Required action: When the line containing "Could you point out the wrought" appears in the entries below, begin printing there and stop after the line containing "Could you point out the fence post"; print each of those lines exactly and no other line.
**** Information provided ****
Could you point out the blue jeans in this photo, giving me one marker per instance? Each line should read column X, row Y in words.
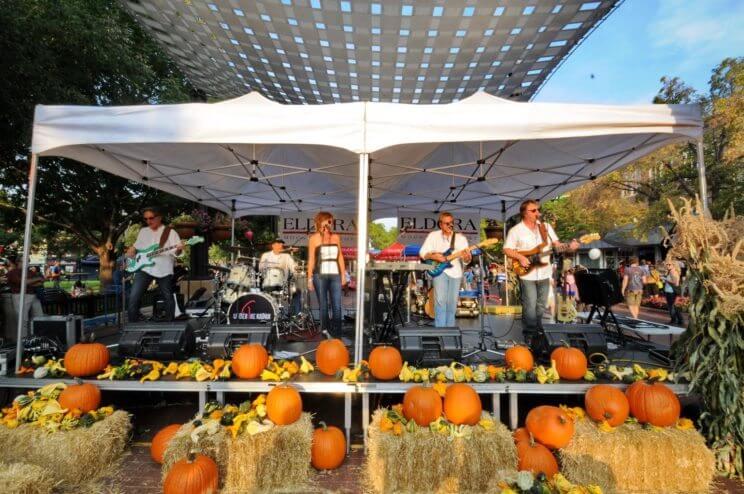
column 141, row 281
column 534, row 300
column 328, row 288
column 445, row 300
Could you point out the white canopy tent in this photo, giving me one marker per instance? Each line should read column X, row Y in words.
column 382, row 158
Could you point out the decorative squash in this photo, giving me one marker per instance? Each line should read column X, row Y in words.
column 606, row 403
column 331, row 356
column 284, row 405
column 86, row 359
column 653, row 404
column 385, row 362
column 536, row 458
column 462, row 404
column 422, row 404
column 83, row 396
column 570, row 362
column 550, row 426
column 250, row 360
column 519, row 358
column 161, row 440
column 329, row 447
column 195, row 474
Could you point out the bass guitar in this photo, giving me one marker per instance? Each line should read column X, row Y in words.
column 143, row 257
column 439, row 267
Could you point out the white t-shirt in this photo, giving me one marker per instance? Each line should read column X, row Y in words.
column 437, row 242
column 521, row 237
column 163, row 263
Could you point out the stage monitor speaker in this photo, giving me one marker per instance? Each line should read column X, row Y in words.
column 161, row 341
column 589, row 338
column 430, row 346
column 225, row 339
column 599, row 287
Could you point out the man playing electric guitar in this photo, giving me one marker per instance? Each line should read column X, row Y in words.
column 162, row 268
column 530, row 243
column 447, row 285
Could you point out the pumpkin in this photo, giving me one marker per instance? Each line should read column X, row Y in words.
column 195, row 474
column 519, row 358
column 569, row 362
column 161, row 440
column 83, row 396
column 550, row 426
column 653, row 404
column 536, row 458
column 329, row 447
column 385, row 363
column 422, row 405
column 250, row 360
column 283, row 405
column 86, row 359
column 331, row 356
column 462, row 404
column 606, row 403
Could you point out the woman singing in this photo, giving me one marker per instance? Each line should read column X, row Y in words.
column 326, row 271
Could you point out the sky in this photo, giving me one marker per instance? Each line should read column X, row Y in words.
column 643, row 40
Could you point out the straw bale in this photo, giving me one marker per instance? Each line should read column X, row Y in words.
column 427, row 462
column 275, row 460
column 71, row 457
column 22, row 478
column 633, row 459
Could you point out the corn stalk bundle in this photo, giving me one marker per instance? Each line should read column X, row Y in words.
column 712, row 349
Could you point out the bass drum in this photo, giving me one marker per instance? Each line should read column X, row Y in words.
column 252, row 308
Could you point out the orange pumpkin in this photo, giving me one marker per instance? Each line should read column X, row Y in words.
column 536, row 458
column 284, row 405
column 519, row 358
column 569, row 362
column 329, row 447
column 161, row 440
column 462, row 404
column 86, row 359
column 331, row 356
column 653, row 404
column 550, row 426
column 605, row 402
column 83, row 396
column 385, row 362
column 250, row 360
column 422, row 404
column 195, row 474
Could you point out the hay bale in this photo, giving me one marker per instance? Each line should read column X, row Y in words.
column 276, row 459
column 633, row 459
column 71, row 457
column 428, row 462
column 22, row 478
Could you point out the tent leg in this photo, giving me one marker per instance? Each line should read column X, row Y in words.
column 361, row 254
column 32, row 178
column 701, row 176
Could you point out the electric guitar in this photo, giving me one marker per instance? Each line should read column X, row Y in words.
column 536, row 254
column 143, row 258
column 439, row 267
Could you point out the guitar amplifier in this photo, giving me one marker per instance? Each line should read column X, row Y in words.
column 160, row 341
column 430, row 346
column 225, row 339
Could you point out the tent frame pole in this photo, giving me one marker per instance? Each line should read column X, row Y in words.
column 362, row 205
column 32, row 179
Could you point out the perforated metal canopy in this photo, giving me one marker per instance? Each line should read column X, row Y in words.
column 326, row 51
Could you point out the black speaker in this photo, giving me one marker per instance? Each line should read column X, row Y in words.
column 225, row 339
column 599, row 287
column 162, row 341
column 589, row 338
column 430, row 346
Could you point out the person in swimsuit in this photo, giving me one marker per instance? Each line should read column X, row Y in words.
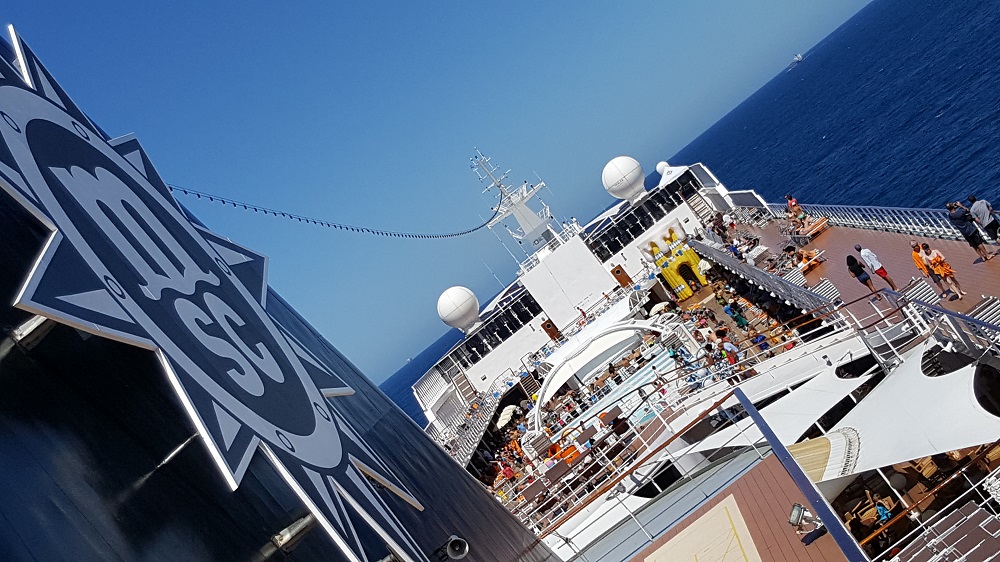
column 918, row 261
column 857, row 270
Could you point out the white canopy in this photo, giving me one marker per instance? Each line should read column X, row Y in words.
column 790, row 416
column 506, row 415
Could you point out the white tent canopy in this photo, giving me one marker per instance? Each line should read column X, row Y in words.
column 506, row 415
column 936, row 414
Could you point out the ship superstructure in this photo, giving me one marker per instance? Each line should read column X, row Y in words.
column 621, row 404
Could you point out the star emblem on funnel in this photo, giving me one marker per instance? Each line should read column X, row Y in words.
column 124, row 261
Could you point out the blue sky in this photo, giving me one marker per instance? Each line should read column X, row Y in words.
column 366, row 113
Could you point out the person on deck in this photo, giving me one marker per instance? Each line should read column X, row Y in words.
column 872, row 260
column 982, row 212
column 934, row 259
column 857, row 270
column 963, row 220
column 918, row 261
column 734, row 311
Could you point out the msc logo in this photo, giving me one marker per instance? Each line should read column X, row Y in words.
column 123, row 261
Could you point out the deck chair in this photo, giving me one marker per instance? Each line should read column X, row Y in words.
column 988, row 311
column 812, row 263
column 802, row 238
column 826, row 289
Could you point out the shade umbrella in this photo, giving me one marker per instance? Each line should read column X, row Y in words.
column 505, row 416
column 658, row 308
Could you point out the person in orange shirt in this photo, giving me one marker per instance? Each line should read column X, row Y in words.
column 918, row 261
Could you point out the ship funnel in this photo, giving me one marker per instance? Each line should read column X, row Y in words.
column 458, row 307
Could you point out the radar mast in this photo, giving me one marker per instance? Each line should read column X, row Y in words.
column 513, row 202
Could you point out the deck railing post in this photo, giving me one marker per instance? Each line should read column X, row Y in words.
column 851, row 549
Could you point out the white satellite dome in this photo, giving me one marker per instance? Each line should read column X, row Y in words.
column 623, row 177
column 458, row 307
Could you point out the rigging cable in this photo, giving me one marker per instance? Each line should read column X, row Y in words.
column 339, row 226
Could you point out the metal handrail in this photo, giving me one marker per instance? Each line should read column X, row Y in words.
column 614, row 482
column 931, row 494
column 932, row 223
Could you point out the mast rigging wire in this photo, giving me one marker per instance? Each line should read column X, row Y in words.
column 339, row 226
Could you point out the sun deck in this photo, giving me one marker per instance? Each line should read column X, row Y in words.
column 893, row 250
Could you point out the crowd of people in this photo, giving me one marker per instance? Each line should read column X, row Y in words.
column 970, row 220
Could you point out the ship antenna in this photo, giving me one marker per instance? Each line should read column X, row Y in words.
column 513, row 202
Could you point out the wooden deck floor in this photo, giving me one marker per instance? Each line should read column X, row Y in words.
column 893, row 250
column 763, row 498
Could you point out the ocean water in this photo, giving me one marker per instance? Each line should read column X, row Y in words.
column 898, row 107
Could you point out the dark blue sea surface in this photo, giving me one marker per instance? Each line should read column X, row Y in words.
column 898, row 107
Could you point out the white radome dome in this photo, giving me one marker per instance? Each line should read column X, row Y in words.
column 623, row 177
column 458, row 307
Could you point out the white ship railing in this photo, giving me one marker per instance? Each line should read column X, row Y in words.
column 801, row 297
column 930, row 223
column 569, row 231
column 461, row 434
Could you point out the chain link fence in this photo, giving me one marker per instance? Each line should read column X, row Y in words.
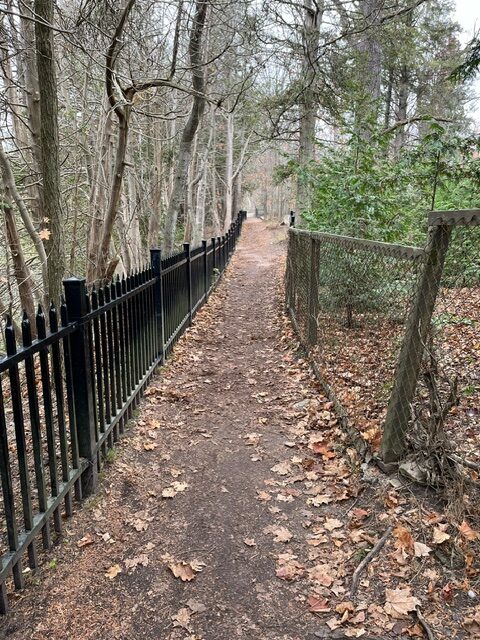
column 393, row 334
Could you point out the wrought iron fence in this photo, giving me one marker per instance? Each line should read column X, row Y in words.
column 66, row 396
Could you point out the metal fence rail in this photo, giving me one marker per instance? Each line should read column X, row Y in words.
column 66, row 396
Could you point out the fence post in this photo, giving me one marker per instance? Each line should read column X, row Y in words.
****
**** Information provided ****
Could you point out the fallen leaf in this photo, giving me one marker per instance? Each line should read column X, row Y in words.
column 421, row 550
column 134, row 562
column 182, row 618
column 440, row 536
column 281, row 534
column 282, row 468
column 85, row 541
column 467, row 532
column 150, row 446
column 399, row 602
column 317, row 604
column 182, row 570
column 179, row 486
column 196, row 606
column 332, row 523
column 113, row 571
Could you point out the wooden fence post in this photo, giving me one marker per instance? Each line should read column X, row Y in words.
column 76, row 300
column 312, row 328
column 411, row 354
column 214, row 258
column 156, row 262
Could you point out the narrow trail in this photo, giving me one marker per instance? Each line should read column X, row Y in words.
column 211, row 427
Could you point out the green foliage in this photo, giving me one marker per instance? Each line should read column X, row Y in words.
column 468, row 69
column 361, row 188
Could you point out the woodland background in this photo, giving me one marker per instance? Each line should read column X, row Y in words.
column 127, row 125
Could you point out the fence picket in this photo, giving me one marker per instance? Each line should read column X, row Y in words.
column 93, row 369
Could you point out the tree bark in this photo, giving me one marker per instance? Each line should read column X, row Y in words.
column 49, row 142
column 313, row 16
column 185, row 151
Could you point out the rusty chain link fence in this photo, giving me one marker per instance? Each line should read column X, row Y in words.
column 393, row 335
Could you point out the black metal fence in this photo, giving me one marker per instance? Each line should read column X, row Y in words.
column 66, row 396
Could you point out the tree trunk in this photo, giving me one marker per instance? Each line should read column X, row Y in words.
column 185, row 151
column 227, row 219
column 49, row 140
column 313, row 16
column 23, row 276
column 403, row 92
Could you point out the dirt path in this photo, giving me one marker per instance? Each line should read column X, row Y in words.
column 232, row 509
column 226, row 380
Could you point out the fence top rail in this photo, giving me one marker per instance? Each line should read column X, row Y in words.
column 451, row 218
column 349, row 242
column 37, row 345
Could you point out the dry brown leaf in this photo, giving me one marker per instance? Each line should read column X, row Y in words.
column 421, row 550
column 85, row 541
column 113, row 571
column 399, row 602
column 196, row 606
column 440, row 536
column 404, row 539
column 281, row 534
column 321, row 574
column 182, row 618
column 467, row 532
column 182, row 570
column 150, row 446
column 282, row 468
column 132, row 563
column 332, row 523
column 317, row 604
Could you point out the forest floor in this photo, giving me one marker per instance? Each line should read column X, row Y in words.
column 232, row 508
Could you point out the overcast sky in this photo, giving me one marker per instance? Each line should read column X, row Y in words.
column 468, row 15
****
**** Information provided ****
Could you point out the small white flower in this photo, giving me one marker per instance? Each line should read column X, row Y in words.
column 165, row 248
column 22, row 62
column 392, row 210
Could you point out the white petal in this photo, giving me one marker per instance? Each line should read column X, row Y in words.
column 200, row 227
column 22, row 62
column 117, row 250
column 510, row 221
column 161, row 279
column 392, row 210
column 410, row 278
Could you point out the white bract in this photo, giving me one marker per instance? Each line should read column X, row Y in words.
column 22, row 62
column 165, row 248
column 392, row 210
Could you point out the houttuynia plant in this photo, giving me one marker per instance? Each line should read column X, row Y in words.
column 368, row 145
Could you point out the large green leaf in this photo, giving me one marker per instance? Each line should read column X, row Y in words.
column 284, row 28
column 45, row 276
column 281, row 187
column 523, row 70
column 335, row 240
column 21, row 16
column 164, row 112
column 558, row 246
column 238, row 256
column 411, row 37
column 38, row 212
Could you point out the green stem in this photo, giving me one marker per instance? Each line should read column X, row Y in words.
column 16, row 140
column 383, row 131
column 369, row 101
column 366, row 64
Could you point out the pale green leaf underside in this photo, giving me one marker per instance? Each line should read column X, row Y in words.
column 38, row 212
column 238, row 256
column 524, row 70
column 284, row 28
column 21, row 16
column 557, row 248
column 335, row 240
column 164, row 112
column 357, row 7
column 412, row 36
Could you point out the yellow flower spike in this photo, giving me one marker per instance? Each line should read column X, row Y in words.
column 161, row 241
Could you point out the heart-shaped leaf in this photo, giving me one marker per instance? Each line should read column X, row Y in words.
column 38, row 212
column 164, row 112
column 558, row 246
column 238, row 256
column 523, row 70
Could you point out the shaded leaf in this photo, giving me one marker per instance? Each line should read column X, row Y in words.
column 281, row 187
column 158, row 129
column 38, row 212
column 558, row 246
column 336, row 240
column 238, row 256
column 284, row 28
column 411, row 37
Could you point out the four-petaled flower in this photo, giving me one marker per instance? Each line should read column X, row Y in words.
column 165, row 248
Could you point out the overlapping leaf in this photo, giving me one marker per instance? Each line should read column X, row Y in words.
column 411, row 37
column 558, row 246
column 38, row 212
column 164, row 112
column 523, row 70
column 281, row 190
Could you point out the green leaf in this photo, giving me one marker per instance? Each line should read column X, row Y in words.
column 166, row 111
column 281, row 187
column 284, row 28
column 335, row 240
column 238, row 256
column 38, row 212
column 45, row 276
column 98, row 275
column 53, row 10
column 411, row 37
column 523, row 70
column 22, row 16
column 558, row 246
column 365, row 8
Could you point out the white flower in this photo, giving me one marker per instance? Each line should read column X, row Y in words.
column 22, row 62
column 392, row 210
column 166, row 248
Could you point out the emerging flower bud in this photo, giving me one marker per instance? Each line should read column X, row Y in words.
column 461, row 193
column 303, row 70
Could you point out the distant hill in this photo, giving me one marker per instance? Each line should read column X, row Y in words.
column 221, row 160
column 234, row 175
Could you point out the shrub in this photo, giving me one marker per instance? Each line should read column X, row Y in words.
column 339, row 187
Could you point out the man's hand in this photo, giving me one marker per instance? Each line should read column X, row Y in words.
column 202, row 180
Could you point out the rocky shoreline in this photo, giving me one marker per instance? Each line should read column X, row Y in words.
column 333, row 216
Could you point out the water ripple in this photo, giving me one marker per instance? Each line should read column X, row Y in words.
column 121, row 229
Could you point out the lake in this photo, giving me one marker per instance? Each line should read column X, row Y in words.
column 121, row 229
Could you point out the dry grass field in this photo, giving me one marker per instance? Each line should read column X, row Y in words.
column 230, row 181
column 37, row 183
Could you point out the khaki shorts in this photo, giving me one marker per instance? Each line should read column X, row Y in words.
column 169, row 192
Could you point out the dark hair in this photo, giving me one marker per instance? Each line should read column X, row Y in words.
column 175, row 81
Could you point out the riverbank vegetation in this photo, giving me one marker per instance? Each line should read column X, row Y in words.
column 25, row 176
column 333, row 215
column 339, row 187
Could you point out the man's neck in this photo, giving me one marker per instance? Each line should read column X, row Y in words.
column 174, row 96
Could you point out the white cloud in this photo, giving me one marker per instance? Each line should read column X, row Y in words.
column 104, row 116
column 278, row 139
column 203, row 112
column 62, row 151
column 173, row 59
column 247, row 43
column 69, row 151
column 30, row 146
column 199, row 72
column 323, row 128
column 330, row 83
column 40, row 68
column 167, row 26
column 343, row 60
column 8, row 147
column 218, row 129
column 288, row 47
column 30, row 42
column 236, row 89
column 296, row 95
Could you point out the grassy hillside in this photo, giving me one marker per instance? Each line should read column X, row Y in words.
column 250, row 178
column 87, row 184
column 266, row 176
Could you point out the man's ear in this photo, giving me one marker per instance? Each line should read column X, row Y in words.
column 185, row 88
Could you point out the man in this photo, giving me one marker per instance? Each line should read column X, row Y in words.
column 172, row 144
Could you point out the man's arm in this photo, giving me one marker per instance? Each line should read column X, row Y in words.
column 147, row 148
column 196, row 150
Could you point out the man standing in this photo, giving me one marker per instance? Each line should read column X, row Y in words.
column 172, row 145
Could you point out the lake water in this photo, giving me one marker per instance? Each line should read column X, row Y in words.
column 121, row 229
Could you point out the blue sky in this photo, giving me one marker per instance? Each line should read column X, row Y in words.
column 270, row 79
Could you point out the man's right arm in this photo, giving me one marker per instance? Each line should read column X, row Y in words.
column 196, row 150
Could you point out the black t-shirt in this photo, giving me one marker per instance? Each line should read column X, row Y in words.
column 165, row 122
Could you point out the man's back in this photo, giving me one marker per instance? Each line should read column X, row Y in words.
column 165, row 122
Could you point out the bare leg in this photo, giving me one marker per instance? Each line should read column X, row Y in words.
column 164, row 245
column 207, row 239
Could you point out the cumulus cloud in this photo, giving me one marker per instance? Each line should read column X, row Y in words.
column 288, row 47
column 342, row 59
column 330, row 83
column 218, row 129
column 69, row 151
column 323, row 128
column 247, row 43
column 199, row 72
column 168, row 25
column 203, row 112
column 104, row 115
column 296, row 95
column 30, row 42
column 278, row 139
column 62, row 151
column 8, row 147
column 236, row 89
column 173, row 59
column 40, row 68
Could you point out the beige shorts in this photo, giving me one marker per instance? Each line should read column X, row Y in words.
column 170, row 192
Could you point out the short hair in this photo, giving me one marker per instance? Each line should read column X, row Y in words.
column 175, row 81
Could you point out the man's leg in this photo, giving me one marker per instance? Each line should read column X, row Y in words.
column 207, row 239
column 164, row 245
****
Response to this exercise:
Could you point out the wrought iron fence in this photo, giving me one marker per instance? Each line should read column X, row Y in words.
column 66, row 396
Could you point out the metal fence rail in this photo, giving me one marker per instance? Each line should read column X, row Y in words.
column 66, row 396
Could you point out the fence post in this photo, giving me one marker per instance? Each line should read column X, row Y in words.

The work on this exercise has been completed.